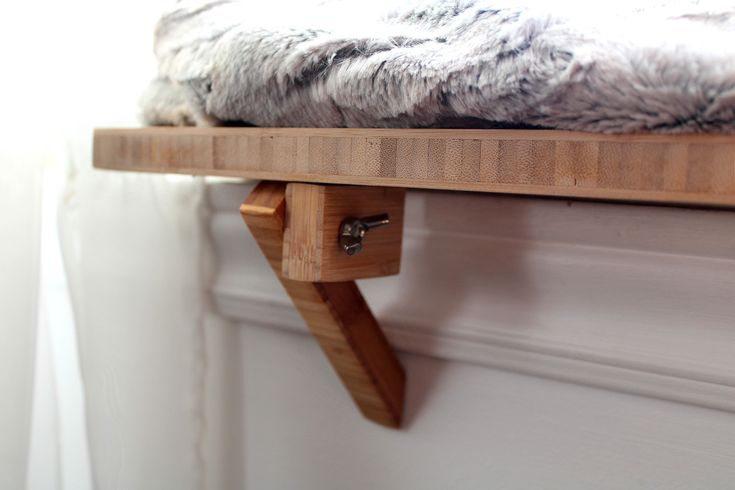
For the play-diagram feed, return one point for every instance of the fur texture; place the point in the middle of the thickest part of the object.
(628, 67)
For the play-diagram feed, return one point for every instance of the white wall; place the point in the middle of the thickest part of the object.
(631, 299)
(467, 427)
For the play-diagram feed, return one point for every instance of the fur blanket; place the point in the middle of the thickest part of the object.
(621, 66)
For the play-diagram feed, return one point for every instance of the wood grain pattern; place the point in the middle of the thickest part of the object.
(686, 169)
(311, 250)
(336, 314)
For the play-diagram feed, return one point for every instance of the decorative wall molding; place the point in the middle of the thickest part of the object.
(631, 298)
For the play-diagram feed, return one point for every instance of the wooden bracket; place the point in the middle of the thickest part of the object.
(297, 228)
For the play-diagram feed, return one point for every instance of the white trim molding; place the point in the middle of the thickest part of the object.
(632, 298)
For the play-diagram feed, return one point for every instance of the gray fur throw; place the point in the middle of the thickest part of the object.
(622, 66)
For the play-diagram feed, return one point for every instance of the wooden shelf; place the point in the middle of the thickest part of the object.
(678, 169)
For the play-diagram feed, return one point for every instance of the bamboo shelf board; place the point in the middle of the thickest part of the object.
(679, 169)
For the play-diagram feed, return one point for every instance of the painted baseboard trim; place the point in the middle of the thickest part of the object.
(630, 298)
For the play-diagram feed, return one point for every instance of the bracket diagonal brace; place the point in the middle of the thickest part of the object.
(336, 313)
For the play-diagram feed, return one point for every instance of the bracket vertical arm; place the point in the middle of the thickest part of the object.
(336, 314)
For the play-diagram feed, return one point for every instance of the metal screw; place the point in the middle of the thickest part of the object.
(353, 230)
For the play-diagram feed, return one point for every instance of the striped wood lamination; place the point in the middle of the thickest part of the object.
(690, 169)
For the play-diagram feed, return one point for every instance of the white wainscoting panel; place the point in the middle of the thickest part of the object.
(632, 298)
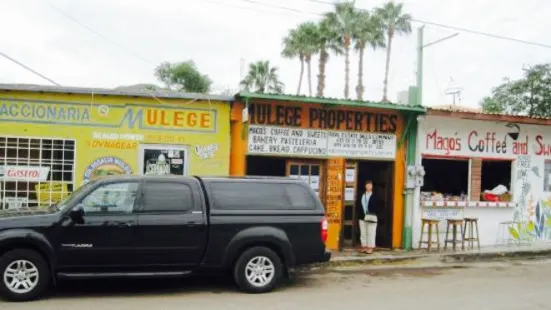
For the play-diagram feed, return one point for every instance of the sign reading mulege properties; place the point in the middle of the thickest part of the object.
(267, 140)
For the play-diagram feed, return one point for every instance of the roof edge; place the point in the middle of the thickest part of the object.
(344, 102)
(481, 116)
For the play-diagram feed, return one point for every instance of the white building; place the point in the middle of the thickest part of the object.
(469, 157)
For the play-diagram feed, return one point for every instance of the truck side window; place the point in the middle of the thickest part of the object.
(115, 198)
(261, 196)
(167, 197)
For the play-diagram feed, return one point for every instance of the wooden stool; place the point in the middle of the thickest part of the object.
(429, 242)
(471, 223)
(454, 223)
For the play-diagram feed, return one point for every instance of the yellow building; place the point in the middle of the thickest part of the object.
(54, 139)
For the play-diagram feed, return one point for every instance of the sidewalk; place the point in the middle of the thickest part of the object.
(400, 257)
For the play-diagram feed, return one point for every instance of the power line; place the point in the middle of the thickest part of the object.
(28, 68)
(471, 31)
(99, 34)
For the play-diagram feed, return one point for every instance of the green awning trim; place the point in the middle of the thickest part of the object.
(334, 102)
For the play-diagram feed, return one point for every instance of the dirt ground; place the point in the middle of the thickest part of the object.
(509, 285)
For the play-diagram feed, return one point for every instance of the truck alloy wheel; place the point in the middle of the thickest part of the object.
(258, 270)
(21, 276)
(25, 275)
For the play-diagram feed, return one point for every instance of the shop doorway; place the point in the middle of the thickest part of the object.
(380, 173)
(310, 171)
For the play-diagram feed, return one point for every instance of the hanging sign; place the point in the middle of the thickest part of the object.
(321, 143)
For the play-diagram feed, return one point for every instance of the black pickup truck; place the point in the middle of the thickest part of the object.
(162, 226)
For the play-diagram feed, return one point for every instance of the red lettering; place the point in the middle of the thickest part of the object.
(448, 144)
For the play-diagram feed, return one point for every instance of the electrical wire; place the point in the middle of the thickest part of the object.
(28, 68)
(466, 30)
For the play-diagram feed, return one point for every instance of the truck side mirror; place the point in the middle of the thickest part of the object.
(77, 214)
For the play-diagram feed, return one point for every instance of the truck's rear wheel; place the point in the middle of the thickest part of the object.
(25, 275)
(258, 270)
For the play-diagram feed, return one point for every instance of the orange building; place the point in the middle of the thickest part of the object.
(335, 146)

--------

▶ _What the task asks_
Every record should be duplicated exactly, though any picture in it must be left out.

▶ _Response_
For the play-diagram feed, return one point for every instance of the fur texture; place the point in the middle of the thickest part of the object.
(628, 67)
For the play-diagram feed, return one point for every instance of the white wall; place the point in the middle of the thickest part of the object.
(631, 299)
(467, 427)
For the play-diagram feed, return one point for every instance of the fur blanket; place the point in the middle of the thickest part of the object.
(621, 66)
For the play-diagram feed, return one point for every instance of the wood grain pattern; place the point in the middle of the thickest part of the object.
(686, 169)
(311, 250)
(336, 314)
For the play-diagram feed, return one point for every instance of the decorative wall molding; place the point in the middle of the thickest part of the object.
(631, 298)
For the play-diagram feed, return one point for every instance of the wooden bracket; place the point in the middle of the thickest part of the object.
(297, 228)
For the play-diagram feed, return one point for every instance of the white trim molding; place the point in the middle of the thickest part of the object.
(632, 298)
For the play-diagram feed, return one point for every instance of the gray fur throw; place the point in the middle of the thickest part of the object.
(622, 66)
For the play-diagram feed, return one point for every instance of the wooden shelf; place the point in the middle of the thickest part of the object.
(678, 169)
For the play-diagram feed, return one point for every instance of the bamboo shelf board; place the point in the middle of the thickest part of the object.
(679, 169)
For the play-diagram feed, return one point for every instance of the painted baseboard trim; place the point in the middle of the thickest part of the object.
(630, 298)
For the play-diagram feed, return one point for every instance of the bracket diagonal brace; place the point in the middle of the thickest part of the object.
(336, 313)
For the play-diagram feed, return one point for every instance of the bracket vertical arm; place the point in the middle of the thickest part of the object.
(336, 314)
For the play-diagram feed, return one point for every instance of the metal screw; place the point in the middle of the thickest part of the object.
(353, 230)
For the play-diagram feed, return one point for every instance of the striped wood lamination; place the point in the middle of the thickest part of the object.
(690, 169)
For the play-diagram feed, return one point for every instance of the white wainscoting panel; place the point in the middle of the thickest part of the object.
(632, 298)
For the play-diagram feed, return one point for every instance of the sign reading mulege properties; place the point in the middle of the thickest part of the object.
(267, 140)
For the play-diagram feed, return one point for every instance of the roof edge; place the point in the middle of the thickest part of the object.
(344, 102)
(481, 116)
For the play-diagram feed, return one point for every instance of the white building; place the point in the middle of the thickest part of the object.
(469, 157)
For the play-diagram feed, return one point for every instance of the truck side window; place the point in the middle of the thickest part of the object.
(115, 198)
(261, 196)
(167, 197)
For the play-diagram feed, return one point for every instance of the wooden stool; place the point in the middle of the thickest part of the object.
(429, 242)
(471, 223)
(454, 223)
For the play-diagram feed, return one point for every instance of the yellow building; place the point in the middle of the thickest part of the object.
(54, 139)
For the play-diagram feed, return one point for every instance of the sidewalk; place the point in the middle of the thickest part of the object.
(400, 257)
For the play-diagram feed, return one point for every instance of the power line; place the point in the middle of the thickest part of the object.
(28, 68)
(471, 31)
(99, 34)
For the play-diagram feed, return one point for every instance of the green awning trim; place the point in the middle of the thickest part of the object.
(334, 102)
For the play-diagram feed, return one point for every instance of the dirt ground; place the point in the middle of the thickest part of the object.
(509, 285)
For the play-diagram feed, return one point for every instance of the truck alloy wheel; place the point in the middle of the thickest part of the object.
(258, 270)
(21, 276)
(25, 275)
For the play-diagram feed, return one point for every instance of the shop doorway; place the point in the middle of the thickest part of the object.
(380, 173)
(310, 171)
For the play-diagram feed, return one point for every instance of the hanging sign; place the point in the middle of the thickest part of the object.
(321, 143)
For the play-diagram feed, return one point for every instance of the black pickup truck; place the point in the middle of the thickest part of the object.
(162, 226)
For the play-diagram feed, return one point for every instance of the red lettering; place the point in the middle of the thickest part of the object.
(448, 144)
For the play-diagram feed, return one point for every instance of the electrical wire; place the point in the middle of the thickest part of the object.
(28, 68)
(466, 30)
For the play-diagram feed, return one point for every instance of the truck side mirror; place the point in the middle of the thickest part of the object.
(77, 214)
For the play-diagram feed, return one point for every instance of the truck's rear wheel; place the point in the middle of the thickest part of the object.
(25, 275)
(258, 270)
For the play-diagram feed, return one point for every instance of the orange building; place the point in the middle of the thickest part of the object.
(335, 146)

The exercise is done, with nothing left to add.